Dataset excerpts on object pointing:
>> Start
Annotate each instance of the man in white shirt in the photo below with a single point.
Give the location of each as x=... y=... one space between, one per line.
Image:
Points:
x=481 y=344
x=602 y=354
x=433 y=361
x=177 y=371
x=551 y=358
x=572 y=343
>> End
>> Start
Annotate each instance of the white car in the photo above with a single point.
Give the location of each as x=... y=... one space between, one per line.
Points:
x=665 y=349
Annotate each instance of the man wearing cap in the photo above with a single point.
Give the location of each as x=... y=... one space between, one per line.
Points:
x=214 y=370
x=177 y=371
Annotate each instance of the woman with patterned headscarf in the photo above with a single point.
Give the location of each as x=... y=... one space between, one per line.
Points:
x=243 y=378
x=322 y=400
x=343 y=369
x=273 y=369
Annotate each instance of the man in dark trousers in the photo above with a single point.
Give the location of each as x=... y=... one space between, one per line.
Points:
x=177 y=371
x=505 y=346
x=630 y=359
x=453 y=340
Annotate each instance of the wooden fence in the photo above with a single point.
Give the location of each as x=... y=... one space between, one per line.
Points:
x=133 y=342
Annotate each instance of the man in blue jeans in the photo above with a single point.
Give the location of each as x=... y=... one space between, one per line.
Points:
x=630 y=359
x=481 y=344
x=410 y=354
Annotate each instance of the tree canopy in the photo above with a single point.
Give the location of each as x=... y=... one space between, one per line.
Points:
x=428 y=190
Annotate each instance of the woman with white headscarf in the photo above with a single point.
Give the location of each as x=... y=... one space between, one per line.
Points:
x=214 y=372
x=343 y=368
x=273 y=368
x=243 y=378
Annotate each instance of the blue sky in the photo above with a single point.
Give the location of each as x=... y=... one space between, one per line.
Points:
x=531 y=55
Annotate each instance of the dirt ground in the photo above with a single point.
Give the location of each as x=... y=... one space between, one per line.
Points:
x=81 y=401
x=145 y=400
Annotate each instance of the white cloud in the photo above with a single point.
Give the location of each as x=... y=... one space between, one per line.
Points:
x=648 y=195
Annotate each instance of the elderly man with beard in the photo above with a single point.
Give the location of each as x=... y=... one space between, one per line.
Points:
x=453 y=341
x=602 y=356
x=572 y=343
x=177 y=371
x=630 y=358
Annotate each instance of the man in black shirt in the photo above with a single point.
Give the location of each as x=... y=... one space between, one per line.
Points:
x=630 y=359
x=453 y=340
>> End
» **Given task**
In the entries, replace "Annotate" with "Mark" in the stretch from the line containing "Annotate each instance of the blue" through the line containing "x=145 y=400". Return only those lines, with everything else unchanged.

» **Finished exercise**
Mark each instance of the blue sky in the photo above with a single point.
Give the location of each as x=... y=... one space between, one per line.
Points:
x=531 y=55
Mark each instance of the dirt ground in the photo above with a single point.
Give the location of each as x=... y=... one space between, one per line.
Points:
x=81 y=401
x=145 y=400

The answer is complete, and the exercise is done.